Laporkan setiap baris dalam materi di bawah yang memuat kata "hillside", dengan menyalin baris tersebut secara utuh.

----------------

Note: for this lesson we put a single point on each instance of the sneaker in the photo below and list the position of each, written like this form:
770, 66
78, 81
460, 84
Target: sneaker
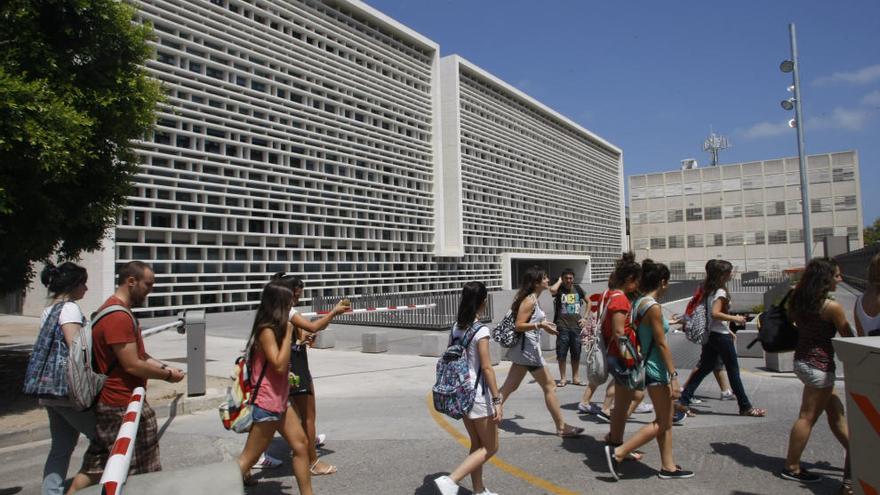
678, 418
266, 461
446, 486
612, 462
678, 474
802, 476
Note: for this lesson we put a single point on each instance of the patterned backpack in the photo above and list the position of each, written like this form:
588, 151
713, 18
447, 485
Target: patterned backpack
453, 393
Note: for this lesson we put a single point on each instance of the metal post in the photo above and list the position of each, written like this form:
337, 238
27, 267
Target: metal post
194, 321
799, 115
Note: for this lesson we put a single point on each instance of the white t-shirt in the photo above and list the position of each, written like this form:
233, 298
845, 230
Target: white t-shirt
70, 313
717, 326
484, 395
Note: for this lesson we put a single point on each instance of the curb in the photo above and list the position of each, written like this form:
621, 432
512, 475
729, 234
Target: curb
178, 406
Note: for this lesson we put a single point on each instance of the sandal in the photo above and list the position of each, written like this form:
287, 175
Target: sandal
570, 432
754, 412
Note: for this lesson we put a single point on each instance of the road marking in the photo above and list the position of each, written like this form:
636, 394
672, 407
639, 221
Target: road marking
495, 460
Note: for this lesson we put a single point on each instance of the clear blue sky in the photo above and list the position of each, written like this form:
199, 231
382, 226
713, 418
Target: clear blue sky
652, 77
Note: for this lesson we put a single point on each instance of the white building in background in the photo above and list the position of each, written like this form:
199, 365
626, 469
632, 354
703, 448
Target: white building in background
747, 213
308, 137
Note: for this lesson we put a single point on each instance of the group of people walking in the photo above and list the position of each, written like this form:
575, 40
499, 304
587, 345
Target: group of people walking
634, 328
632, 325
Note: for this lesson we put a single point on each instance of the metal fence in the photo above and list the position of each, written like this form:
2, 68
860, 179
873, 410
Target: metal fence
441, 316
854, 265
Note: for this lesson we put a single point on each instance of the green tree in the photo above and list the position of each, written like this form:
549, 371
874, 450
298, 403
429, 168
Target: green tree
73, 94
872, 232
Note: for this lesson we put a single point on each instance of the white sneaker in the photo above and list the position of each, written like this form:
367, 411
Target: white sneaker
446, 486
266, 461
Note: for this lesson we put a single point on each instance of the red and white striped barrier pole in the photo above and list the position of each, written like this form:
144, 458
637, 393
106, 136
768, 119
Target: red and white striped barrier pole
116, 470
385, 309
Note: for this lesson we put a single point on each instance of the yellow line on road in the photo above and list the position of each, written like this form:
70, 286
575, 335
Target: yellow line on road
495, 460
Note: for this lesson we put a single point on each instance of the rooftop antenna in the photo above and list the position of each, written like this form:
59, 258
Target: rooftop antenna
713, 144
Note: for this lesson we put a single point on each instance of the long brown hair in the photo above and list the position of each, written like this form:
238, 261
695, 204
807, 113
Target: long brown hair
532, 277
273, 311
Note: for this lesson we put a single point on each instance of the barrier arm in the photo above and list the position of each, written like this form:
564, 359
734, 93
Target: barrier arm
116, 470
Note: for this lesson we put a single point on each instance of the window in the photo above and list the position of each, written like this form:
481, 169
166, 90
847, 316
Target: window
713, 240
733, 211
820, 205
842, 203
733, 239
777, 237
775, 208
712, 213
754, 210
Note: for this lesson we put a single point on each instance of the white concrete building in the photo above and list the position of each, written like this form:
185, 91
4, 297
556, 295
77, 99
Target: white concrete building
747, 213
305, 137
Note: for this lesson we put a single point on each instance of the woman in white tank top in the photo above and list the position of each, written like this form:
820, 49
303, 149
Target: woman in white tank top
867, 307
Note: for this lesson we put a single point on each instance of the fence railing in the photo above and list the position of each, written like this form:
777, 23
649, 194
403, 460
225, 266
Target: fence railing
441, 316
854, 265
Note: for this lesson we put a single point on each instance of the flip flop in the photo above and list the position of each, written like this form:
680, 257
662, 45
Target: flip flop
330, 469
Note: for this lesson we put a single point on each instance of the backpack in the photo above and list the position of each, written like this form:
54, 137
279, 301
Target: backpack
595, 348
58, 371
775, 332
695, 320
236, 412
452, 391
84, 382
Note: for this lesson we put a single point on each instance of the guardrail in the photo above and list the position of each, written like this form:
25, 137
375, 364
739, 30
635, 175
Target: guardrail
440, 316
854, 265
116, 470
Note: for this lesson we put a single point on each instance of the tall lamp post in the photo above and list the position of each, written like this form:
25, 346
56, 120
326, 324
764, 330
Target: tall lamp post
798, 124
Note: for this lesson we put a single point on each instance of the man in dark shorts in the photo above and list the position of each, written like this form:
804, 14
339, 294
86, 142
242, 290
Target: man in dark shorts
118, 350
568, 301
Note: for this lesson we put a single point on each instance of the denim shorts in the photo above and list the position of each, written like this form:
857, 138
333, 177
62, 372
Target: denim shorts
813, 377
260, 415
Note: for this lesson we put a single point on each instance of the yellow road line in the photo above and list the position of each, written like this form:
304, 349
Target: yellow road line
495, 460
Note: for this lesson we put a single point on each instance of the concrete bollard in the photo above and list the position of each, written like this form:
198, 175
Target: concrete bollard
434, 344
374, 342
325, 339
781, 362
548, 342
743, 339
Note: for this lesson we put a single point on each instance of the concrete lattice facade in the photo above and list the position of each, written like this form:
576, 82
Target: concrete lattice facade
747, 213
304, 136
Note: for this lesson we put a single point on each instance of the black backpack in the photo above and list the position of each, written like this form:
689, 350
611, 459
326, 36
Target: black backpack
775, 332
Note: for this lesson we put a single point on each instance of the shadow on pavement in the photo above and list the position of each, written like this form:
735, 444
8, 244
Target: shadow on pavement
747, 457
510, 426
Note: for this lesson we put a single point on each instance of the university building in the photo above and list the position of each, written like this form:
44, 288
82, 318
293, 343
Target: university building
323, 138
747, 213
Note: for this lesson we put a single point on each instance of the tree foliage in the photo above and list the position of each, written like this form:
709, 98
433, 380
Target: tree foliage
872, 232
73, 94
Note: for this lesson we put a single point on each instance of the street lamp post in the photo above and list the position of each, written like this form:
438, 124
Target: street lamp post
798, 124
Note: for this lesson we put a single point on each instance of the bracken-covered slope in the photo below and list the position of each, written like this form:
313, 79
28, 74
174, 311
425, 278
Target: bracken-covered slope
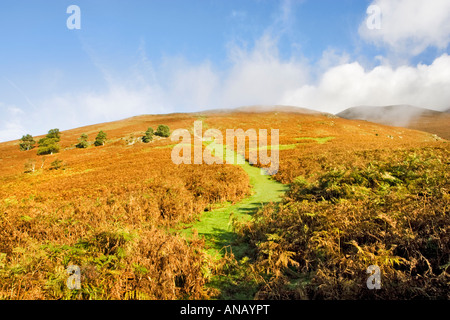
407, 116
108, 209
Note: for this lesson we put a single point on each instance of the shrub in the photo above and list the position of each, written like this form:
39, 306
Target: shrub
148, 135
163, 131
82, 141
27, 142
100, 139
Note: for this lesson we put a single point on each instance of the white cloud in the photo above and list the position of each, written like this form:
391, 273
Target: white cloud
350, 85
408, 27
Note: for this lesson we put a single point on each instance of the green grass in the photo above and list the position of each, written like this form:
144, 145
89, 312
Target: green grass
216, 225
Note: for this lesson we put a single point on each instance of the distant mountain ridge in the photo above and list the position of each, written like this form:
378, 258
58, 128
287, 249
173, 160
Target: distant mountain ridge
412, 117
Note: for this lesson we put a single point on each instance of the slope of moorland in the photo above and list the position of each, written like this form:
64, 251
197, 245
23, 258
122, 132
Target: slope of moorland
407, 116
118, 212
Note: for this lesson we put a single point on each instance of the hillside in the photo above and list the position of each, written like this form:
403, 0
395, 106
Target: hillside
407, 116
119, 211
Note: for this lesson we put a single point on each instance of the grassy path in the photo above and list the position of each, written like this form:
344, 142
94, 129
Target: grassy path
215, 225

----------------

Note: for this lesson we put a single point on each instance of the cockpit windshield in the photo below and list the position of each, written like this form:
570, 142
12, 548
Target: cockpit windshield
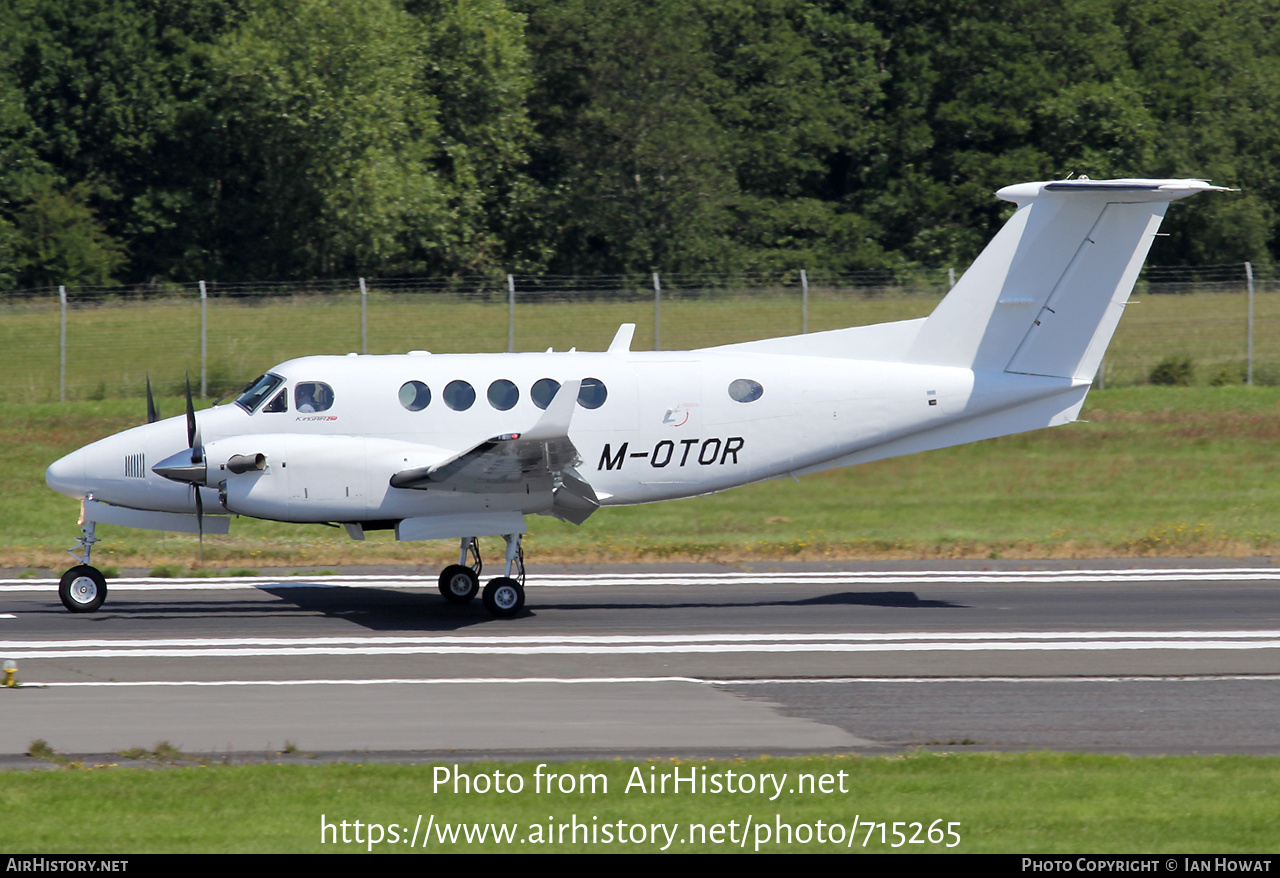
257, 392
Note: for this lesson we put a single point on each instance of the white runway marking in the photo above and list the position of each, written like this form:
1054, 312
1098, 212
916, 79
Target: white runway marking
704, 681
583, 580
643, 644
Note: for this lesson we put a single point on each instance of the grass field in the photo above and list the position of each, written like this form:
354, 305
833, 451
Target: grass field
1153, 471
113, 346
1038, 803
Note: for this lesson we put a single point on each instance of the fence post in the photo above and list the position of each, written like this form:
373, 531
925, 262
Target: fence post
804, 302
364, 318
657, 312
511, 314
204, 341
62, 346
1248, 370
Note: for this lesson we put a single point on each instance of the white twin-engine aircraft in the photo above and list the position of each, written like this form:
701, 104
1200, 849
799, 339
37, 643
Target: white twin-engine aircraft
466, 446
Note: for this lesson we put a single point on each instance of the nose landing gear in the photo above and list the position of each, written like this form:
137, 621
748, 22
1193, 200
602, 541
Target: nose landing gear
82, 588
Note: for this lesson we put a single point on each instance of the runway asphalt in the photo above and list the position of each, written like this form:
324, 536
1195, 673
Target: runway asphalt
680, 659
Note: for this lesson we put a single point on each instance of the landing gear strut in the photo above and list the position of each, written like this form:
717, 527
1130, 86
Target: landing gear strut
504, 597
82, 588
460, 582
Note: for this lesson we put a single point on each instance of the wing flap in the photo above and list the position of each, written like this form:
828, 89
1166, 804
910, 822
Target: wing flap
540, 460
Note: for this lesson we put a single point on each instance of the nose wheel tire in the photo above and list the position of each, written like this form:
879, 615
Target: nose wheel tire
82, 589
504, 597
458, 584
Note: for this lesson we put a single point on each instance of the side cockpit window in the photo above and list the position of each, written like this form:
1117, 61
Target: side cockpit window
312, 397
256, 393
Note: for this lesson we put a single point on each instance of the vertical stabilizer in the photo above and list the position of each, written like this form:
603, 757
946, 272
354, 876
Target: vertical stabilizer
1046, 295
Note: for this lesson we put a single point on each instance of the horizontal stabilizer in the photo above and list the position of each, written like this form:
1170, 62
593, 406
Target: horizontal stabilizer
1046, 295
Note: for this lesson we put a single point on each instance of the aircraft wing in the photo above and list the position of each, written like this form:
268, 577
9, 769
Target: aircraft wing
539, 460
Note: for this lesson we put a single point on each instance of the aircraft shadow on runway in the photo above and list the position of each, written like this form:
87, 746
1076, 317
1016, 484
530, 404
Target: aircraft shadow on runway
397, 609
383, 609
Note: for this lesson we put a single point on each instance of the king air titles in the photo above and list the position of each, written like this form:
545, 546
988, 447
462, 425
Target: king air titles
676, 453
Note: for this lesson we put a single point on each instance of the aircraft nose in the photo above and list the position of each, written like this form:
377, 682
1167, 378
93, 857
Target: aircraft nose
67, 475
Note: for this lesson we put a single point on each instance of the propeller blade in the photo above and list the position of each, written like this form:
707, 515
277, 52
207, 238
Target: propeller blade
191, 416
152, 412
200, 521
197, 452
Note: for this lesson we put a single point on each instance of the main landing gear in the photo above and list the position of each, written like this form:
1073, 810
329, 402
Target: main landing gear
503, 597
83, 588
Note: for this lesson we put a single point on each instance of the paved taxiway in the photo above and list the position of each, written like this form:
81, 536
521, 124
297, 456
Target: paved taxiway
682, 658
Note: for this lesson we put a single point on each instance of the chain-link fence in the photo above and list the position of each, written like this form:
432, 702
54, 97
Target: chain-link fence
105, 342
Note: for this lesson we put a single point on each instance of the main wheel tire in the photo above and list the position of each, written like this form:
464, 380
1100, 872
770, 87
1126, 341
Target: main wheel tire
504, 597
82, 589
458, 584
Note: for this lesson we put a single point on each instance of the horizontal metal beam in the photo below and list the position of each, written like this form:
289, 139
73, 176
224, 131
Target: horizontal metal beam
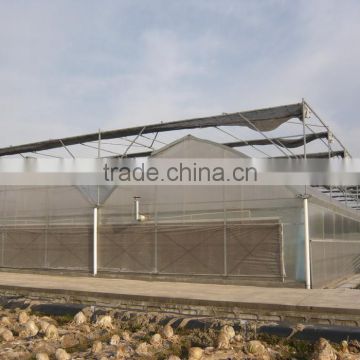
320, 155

----------------

** JAWABAN TUGAS **
Note: for this lesson we put a single point on each instance of the hillside in the photo above and list the position of each, written like this form:
Target: hillside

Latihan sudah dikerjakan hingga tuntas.